• Your instructions: Convert the lines below into a numbered list, starting with the line that contains "of the navy" and continuing through the last line. Leave out any blank lines.

——————

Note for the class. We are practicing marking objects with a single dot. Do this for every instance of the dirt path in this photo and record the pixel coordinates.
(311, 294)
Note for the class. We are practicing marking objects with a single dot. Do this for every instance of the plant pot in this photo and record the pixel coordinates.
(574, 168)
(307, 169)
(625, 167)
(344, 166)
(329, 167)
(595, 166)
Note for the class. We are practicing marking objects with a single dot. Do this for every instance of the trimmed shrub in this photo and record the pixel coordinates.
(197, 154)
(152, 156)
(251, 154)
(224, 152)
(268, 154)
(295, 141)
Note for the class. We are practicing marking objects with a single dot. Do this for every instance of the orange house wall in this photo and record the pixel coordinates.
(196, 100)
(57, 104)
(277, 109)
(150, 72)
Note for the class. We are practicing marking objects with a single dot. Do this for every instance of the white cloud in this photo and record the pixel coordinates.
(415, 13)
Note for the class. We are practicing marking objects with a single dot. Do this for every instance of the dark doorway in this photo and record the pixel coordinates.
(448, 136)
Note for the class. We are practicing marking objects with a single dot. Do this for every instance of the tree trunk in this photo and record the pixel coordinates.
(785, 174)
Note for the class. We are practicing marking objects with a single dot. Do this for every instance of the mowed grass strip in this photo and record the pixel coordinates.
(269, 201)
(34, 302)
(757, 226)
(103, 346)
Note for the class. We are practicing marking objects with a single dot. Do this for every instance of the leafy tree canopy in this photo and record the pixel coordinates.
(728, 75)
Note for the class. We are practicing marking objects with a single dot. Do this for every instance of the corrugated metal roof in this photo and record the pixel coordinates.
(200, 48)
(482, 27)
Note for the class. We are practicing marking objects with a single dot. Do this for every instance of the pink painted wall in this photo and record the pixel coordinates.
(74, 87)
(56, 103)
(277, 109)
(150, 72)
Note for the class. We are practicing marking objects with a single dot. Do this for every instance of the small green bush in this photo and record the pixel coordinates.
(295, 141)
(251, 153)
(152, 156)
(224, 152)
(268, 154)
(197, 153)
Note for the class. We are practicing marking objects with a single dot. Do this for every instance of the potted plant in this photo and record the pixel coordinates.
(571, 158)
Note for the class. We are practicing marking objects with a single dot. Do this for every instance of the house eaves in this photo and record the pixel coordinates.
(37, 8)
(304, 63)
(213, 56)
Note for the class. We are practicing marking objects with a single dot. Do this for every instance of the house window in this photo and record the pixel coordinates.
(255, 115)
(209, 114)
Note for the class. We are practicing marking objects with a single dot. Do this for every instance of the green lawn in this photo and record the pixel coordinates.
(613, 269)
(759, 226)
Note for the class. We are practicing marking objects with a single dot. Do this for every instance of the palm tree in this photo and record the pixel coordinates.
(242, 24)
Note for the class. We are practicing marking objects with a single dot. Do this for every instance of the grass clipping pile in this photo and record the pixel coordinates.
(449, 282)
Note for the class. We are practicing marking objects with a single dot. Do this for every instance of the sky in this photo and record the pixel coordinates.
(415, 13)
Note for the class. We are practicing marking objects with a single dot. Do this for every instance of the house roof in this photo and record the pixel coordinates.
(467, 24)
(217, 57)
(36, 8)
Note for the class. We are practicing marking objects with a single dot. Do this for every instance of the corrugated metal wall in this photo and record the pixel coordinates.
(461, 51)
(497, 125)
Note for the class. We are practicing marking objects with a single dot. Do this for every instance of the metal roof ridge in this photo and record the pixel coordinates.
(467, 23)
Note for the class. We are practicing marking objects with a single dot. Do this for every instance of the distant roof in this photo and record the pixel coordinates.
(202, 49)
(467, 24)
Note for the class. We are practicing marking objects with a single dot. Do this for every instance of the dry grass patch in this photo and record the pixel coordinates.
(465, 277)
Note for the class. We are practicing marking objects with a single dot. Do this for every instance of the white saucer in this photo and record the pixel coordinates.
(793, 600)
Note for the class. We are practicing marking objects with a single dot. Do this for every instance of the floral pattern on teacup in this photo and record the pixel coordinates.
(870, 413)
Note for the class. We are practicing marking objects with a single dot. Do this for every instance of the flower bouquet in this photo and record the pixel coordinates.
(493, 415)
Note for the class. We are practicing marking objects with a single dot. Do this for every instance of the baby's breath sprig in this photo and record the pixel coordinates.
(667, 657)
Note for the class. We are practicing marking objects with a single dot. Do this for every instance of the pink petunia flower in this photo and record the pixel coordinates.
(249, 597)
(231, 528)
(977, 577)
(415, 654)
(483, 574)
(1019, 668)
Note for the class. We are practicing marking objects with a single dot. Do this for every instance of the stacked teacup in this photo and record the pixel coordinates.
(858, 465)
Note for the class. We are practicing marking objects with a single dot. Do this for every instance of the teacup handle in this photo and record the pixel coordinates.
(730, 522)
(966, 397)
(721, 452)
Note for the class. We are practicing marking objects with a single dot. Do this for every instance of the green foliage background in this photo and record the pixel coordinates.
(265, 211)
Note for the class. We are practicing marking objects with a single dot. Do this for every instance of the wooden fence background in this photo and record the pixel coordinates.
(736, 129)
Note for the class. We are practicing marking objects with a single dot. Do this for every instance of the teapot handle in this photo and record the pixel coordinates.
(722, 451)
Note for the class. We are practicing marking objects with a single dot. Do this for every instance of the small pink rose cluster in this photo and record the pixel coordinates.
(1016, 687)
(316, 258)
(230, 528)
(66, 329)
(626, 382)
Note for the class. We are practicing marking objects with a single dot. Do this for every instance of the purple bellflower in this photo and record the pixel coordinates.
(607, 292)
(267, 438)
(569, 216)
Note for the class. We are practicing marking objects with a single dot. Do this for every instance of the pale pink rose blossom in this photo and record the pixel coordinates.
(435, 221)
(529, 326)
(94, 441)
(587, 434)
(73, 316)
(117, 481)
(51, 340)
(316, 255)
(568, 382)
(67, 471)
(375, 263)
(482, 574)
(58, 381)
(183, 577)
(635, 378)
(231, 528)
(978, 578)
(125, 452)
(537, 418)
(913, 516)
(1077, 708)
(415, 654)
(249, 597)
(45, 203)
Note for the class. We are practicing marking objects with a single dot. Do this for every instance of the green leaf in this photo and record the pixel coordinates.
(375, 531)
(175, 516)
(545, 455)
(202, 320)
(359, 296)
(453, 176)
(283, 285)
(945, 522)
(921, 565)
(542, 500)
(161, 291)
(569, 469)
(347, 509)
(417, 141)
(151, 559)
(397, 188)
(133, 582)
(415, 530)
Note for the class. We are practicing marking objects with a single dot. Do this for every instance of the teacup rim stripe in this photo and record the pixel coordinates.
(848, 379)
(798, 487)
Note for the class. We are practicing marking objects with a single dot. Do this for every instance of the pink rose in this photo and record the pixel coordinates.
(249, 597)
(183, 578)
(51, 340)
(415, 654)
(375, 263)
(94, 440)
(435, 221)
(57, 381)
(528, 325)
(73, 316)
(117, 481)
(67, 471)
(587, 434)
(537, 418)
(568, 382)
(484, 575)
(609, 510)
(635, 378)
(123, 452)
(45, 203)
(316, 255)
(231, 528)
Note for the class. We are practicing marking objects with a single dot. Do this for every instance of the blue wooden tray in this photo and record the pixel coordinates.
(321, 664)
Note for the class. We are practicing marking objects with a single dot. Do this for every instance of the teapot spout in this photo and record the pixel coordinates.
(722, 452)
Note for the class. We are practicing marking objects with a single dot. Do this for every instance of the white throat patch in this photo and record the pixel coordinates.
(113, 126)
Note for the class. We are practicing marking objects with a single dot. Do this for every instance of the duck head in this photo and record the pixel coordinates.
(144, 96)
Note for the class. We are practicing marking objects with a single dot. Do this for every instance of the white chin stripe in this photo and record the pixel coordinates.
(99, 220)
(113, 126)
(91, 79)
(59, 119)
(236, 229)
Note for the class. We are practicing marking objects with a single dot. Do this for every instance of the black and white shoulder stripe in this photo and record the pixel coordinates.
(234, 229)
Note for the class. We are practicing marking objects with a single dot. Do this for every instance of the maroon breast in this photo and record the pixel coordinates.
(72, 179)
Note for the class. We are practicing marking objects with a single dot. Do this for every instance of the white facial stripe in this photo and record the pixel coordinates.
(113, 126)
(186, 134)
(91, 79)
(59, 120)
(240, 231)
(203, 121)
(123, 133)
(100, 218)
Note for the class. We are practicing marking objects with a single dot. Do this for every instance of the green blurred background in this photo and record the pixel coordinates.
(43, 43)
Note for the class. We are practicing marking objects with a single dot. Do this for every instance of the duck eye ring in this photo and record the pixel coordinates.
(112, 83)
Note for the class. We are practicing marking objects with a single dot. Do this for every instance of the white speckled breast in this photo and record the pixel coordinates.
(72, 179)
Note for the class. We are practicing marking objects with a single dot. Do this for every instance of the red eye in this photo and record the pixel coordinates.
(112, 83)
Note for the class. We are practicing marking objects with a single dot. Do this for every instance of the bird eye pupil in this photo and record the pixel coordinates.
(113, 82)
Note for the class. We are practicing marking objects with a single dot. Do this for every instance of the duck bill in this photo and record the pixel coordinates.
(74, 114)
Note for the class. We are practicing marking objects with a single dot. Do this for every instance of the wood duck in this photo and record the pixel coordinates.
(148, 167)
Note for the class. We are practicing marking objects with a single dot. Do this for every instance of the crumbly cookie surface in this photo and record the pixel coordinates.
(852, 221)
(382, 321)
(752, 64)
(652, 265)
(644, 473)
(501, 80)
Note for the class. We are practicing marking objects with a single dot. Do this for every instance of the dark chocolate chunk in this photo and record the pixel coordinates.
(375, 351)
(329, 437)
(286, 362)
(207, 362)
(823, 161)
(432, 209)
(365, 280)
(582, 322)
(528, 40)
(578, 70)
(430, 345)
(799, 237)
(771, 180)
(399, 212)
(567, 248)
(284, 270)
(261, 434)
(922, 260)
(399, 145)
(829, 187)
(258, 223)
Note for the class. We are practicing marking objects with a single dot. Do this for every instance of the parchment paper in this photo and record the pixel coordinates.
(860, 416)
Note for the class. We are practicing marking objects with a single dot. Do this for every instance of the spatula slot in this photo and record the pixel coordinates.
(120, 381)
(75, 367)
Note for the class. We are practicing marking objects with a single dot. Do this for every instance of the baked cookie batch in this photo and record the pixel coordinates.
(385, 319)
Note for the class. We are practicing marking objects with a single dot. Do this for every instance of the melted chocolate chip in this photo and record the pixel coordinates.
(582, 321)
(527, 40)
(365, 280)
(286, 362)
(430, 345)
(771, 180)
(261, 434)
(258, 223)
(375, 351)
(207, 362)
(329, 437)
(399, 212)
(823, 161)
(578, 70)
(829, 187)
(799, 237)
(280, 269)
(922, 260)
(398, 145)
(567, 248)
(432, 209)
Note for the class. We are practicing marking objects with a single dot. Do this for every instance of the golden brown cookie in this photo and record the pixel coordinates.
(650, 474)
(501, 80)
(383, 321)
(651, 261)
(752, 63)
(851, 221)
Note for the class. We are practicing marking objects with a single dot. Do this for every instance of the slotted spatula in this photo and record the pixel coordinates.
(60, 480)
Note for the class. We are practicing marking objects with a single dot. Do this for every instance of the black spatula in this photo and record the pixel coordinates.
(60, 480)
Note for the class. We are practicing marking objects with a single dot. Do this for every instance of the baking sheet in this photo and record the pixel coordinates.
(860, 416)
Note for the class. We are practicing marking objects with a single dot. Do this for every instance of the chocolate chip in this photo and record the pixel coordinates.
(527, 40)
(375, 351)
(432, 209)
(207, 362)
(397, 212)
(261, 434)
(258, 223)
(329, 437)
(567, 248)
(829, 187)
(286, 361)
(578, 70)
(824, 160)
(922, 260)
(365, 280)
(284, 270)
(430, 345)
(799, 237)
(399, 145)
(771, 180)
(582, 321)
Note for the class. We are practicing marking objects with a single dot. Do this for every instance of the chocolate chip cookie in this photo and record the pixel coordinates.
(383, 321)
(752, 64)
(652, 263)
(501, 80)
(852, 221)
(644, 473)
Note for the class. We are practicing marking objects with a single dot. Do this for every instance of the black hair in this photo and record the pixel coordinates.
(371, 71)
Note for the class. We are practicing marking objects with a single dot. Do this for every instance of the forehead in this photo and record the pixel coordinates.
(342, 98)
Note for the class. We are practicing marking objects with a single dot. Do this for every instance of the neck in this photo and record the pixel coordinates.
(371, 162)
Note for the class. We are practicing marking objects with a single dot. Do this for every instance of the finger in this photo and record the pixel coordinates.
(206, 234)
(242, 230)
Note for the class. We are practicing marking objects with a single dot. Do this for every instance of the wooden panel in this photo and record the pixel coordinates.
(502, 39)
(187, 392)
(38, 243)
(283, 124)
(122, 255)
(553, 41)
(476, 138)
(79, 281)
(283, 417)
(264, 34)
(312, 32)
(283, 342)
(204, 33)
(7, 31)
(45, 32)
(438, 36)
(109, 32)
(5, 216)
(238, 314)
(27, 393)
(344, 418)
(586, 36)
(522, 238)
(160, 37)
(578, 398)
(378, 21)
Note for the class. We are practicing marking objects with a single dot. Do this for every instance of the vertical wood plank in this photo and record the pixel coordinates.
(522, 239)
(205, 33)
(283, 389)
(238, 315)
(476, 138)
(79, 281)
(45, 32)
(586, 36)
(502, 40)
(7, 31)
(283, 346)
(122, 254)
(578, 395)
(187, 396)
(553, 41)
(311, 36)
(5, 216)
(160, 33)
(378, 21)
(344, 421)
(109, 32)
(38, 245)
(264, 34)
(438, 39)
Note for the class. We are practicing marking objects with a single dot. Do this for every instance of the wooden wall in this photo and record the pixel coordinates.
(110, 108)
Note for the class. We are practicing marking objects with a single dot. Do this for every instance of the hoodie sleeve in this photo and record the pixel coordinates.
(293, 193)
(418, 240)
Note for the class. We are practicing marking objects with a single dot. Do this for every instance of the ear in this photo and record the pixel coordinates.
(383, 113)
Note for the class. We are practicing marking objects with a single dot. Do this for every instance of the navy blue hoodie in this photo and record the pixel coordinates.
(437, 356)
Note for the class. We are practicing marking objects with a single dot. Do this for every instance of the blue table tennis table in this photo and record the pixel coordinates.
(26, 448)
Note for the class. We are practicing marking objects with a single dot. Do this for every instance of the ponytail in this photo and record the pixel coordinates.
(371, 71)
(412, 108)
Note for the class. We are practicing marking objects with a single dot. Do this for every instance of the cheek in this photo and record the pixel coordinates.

——————

• Full output:
1. Note for the class. We are practicing marking objects with a single dot. Do this for every instance of the navy blue hoodie in this photo and record the pixel coordinates.
2. (437, 356)
3. Note for the class. We are practicing marking objects with a single dot. Do this for every instance of the blue table tennis table in this photo and record the pixel coordinates.
4. (26, 448)
5. Note for the class. We are practicing marking objects with a single dot. Do this for every instance of the ponytail in this photo and record the pixel coordinates.
6. (371, 71)
7. (412, 108)
8. Note for the class. We are practicing marking objects with a single dot. Do this for every instance of the cheek in this photo and record the pixel coordinates.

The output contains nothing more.